Ausgangstext -

Liegt das Rechenzentrum in geografisch günstiger Lage mit geringen Außentemperaturen, kann die notwendige Kühlleistung vollständig durch die indirekte freie Kühlung realisiert werden. Bei hohen Außentemperaturen schalten sich automatisch Kältemaschinen dazu. Der Stromverbrauch, der für die Klimatisierung erforderlich ist, kann im Vergleich zum ausschließlichen Einsatz von Kältemaschinen bis auf die Hälfte reduziert werden.

Kaltgangschottung für das Rechenzentrum

Bei der Kühlung von Rechenzentrumsräumlichkeiten - sei es durch direkte Kühlung oder durch sogenannte Umluftklimageräte (ULK) - ist stets darauf zu achten, dass kalte und warme Luft nicht vermischt werden. Denn dies hat zwei negative Konsequenzen: Zum einen wird die Luft, die zur Kühlung der Server benötigt wird, zu warm. Damit erzeugen die Klimageräte mehr Kälte als nötig. Zum anderen wird die zu den Klimageräten zurückgeführte Luft zu kalt. Damit sinkt der Wirkungsgrad der ULK, denn die Differenz zwischen zugeführter und rückgeführter Luft sollte zwischen 10 und 20 Grad liegen. Im Extremfall kann ein schlechterer Wirkungsgrad die Stromkosten für die Klimatisierung um bis zu 20 Prozent steigern.

Um dies zu vermeiden, bietet sich eine sogenannte Kaltgangschottung an, die bei richtiger Installation eine fast hundertprozentige Trennung von kalter und warmer Luft gewährleistet. Die Schottung wird aufgebaut, indem der Gang zwischen den gegenüberliegenden Frontseiten der Racks ein Dach erhält. Ganganfang und -ende werden zudem mit Türen beziehungsweise einer Wand versehen. Auf diese Weise strömt die kalte Luft durch den Druckboden über die Lochplatten in den Kaltgang, um die Server zu kühlen und dann als warme Abluft außerhalb des Kaltganges zu den Klimageräten zurückzugelangen.

Datenteil -

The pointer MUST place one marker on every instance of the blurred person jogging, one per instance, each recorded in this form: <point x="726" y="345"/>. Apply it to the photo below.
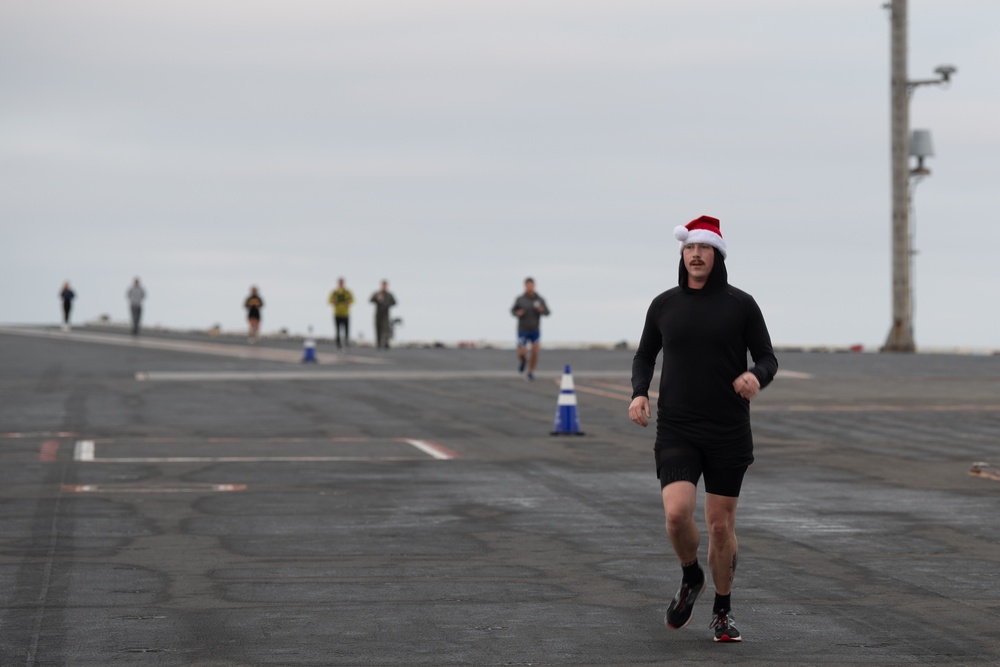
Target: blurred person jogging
<point x="135" y="295"/>
<point x="341" y="300"/>
<point x="383" y="300"/>
<point x="253" y="304"/>
<point x="528" y="309"/>
<point x="67" y="295"/>
<point x="704" y="327"/>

Aufgabe -
Beantworte anhand des Textes zur Kühlung von Rechenzentren die folgenden Fragen:
1. Bis auf welchen Anteil lässt sich der Stromverbrauch für die Klimatisierung im Vergleich zum ausschließlichen Einsatz von Kältemaschinen senken?
2. In welchem Bereich sollte die Differenz zwischen zugeführter und rückgeführter Luft liegen?
3. Was erhält beim Aufbau einer Kaltgangschottung der Gang zwischen den gegenüberliegenden Frontseiten der Racks?

Lösung -
1. Bis auf die Hälfte.
2. Zwischen 10 und 20 Grad.
3. Ein Dach.